_TASK TO CARRY OUT_. How many lines in the listing below contain the string "blue", with case counting? Reply with the number only.
— Start RAW DATA —
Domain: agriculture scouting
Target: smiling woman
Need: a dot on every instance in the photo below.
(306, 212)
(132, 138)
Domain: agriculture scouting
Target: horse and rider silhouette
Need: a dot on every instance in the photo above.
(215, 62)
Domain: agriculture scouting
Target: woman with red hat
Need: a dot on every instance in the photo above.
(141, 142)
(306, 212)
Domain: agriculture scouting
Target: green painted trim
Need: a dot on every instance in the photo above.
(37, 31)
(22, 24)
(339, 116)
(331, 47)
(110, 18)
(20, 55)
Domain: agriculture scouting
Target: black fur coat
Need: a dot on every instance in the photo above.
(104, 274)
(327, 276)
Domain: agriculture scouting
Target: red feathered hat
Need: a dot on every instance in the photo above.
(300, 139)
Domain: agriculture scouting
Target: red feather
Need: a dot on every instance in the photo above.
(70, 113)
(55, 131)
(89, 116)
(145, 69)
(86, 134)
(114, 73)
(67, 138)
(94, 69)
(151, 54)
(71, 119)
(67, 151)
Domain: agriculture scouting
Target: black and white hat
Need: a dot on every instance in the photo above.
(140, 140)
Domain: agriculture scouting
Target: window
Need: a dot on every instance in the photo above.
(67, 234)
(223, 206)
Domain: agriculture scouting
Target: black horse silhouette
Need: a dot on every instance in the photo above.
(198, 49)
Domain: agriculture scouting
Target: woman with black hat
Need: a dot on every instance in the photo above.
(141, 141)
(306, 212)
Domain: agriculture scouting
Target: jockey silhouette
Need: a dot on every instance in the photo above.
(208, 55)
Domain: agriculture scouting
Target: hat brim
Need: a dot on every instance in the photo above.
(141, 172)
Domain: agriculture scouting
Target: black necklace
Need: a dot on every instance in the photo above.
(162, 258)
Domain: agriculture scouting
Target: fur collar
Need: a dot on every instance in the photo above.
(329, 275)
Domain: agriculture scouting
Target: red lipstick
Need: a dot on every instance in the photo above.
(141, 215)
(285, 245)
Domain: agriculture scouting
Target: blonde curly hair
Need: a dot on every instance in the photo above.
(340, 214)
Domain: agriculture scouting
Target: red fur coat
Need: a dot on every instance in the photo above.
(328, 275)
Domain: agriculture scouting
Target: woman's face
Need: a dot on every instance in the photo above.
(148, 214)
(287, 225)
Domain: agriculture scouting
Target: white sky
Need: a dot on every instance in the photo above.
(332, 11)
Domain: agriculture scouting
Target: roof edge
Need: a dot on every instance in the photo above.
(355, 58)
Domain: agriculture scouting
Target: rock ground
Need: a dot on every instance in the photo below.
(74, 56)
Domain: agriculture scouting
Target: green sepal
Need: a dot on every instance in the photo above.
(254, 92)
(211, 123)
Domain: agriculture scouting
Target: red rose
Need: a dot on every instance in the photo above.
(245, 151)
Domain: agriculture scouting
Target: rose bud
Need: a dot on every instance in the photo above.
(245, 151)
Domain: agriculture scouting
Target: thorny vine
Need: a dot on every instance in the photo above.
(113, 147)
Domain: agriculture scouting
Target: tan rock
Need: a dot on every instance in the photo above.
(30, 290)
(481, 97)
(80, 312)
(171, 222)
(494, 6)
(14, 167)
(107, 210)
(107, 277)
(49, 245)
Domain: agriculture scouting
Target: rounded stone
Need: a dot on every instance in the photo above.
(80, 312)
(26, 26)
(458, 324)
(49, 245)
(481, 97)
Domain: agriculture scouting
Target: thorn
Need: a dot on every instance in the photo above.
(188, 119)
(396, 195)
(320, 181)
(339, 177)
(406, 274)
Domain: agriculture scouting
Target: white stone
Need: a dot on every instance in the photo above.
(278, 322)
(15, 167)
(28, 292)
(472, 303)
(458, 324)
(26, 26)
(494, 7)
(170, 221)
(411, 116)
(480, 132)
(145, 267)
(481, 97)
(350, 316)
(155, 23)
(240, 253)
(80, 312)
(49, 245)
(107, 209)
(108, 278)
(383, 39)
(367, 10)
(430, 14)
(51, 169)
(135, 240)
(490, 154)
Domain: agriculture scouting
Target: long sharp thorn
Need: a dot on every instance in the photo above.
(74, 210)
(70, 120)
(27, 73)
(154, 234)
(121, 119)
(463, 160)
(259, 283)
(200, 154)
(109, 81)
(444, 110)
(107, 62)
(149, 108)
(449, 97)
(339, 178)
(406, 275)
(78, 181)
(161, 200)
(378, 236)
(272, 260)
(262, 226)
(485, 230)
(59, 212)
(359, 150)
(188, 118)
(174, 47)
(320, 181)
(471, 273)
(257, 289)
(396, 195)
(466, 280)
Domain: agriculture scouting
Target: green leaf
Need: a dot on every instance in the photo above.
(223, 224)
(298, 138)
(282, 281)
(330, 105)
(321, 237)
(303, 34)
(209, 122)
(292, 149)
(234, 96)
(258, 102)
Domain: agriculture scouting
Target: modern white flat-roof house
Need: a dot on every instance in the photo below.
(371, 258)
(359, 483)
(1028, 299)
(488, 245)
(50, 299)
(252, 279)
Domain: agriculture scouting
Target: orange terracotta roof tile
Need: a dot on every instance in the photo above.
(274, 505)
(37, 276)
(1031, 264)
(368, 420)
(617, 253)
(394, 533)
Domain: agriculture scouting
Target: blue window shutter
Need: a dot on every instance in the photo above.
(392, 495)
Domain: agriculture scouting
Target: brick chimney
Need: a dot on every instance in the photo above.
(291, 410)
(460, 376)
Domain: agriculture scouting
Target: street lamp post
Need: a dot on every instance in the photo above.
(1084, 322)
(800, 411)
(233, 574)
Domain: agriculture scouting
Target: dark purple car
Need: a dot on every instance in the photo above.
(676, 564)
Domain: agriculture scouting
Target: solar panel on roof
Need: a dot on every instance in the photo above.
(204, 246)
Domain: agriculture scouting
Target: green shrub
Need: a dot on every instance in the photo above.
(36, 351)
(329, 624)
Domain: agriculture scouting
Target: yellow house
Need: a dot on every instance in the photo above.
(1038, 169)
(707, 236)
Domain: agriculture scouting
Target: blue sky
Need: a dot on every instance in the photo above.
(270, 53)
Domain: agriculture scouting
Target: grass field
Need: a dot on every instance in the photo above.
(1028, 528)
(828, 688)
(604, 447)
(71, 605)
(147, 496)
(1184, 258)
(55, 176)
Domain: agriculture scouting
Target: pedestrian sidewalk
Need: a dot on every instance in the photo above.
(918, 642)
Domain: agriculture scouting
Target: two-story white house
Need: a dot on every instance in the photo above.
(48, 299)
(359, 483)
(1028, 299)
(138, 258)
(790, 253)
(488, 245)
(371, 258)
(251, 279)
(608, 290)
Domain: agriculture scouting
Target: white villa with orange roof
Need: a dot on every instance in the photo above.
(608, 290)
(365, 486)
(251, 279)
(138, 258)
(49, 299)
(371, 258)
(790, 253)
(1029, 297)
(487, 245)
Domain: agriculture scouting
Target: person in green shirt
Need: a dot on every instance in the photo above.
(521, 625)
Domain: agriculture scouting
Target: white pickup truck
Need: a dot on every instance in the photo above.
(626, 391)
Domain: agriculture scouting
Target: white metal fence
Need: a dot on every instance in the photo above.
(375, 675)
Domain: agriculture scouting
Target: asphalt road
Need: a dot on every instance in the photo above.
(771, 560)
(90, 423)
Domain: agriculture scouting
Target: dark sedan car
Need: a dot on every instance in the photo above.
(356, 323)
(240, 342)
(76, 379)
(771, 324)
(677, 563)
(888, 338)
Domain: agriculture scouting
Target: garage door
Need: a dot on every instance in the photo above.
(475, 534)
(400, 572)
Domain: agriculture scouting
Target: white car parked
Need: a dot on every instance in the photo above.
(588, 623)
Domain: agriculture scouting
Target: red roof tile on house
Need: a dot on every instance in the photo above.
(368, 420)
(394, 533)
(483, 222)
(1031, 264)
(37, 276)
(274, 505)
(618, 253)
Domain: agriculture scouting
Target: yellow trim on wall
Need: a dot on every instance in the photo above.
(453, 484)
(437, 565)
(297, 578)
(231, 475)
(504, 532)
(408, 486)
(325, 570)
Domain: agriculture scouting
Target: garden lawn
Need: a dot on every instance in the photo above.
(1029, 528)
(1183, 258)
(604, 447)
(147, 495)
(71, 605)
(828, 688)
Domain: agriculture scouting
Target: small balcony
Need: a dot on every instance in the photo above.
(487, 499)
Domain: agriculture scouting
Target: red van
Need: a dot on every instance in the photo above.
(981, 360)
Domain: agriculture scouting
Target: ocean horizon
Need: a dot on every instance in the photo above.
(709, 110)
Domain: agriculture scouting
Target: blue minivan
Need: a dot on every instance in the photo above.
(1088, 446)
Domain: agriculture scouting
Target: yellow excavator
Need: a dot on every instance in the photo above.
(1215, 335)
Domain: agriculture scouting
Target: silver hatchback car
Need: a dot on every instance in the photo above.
— End RAW DATA —
_RESPONSE_. 3